BEGIN TEXT SEGMENT

I showed how to do this in a talk last year. You can find the notebook
at
http://members.wri.com/rknapp/Talks/DeveloperConference99/Tridiagonal.nb
Madhusudan Singh wrote:
>
> Hi
>
> I am solving a problem in a numerical linear algebra course that
> involves solving a two point boundary value problem with finite element
> method and LU factorisation. Since this is a part of a course, I am not
> permitted to use inbuilt functions in Mathematica.
> The matrix generated is a tridiagonal matrix. It is sparse. The
> order varies from 1 to 2^14. I solved this problem by using the
> following code (end of posting).

END TEXT SEGMENT
BEGIN ENTRIES

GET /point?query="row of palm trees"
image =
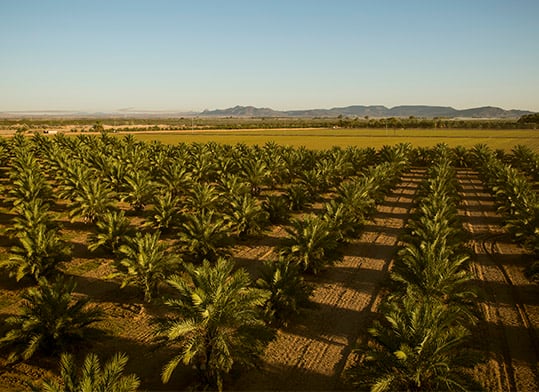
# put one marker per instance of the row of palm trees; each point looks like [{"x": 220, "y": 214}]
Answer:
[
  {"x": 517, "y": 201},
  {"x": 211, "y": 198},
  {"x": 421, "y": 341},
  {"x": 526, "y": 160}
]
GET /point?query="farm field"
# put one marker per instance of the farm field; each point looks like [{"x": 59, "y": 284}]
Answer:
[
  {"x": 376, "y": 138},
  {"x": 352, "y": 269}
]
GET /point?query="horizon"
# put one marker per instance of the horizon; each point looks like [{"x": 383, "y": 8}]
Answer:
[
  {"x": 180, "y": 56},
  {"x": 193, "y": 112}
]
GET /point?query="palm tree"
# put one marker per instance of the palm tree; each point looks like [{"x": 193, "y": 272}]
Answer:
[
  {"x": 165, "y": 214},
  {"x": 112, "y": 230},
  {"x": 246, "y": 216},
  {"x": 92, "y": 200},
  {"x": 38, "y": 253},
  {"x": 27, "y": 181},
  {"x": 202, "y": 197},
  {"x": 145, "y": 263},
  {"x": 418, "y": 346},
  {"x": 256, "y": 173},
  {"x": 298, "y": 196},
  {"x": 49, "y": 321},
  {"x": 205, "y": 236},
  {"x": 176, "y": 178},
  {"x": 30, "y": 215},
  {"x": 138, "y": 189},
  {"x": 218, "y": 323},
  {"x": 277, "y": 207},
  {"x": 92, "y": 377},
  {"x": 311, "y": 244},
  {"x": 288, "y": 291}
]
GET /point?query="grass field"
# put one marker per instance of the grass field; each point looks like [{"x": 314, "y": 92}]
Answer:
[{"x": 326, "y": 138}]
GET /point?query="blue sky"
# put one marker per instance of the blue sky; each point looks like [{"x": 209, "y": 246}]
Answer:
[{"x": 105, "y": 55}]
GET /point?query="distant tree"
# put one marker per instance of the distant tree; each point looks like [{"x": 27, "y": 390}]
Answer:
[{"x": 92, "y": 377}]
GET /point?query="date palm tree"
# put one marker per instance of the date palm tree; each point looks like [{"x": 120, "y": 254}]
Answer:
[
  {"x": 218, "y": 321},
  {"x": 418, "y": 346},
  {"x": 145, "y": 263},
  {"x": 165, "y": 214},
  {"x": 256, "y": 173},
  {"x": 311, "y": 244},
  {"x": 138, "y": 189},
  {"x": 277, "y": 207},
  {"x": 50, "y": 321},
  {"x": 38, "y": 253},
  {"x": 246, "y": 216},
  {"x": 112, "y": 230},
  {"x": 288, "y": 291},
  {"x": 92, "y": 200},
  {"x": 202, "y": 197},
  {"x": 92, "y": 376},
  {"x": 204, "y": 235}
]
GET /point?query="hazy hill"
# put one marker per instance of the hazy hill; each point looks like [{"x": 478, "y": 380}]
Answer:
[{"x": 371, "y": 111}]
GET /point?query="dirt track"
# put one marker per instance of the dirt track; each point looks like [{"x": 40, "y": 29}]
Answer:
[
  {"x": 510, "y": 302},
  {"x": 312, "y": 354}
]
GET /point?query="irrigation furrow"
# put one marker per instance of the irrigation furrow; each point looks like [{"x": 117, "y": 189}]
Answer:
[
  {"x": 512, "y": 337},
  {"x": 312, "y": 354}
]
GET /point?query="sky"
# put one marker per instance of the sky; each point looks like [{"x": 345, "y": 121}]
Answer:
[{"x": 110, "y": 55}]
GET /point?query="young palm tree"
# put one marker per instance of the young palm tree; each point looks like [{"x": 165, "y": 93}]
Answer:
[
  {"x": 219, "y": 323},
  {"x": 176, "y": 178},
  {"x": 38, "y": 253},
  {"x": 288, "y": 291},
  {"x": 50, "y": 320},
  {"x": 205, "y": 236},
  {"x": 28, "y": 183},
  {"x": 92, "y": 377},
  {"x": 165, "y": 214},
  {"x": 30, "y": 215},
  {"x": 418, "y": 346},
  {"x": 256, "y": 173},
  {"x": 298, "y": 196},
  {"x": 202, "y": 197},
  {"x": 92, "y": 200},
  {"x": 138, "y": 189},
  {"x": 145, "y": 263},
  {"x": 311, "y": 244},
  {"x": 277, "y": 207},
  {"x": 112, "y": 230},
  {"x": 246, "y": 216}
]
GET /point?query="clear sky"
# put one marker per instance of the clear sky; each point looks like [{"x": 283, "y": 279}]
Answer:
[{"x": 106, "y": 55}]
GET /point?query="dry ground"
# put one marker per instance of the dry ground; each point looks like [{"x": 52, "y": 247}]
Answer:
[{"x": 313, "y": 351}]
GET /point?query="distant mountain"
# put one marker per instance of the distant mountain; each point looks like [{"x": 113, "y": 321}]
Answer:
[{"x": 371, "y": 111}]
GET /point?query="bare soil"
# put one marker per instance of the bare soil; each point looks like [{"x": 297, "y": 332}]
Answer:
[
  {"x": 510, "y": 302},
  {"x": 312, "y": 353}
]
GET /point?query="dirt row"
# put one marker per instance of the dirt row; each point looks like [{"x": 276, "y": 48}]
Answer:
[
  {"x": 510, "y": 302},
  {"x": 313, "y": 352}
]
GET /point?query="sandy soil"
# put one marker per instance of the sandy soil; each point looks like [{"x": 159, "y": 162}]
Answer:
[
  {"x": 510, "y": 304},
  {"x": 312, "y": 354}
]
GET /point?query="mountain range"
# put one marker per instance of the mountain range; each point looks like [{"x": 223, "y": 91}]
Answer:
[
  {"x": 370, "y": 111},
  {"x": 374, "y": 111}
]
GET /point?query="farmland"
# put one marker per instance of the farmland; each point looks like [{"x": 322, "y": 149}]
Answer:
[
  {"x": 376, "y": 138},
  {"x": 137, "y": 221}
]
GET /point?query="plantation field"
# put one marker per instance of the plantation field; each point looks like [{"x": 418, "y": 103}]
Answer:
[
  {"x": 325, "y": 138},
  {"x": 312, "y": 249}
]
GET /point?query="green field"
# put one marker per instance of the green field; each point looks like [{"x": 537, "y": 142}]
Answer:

END ENTRIES

GOAL 1:
In the forum post about the tridiagonal matrix, list every property that the quoted message gives for the generated matrix.
GOAL 2:
Continue the forum post about the tridiagonal matrix from its last sentence.
The lines are separate material and have no connection to the text.

RESPONSE 1:
It is tridiagonal.
It is sparse.
Its order varies from 1 to 2^14.

RESPONSE 2:
> I did the same problem on C (since I am using Mathematica purely as
> a simple programming language, it does not matter if I use C instead.)
>
> To solve for matrix orders 1 through 2^14 (14 steps) it takes about 4
> minutes to solve the problem with C, and more than 7 hours with
> Mathematica. The two codes are functionally identical. What is going on
> ?
>
> With regards,
>
> Madhusudan Singh.
>
> (* The definition and initialisation section.*)
> Clear["'*"]; Off[
> Part::"pspec"]; Off[General::"spell1"]; Off[Part::"partw"];
> a0 := 0;
> b0 := 1;
> pcons := 14;
> g[x_] := x^2;
> f[x_] := (1 + 4 x + 2 x^2 - x^4) Exp[x];
> phi[x_] := (1 - x^2) Exp[x];
> h[p_] := 1/(2^(p));
> n[p_] := (b0 - a0)/h[p] - 1;
> Array[maxnorm, pcons];
> Print["h(p) ||uh-phih|| ||uh-phih||/h2"];
>
> (*The loop over all p's."*)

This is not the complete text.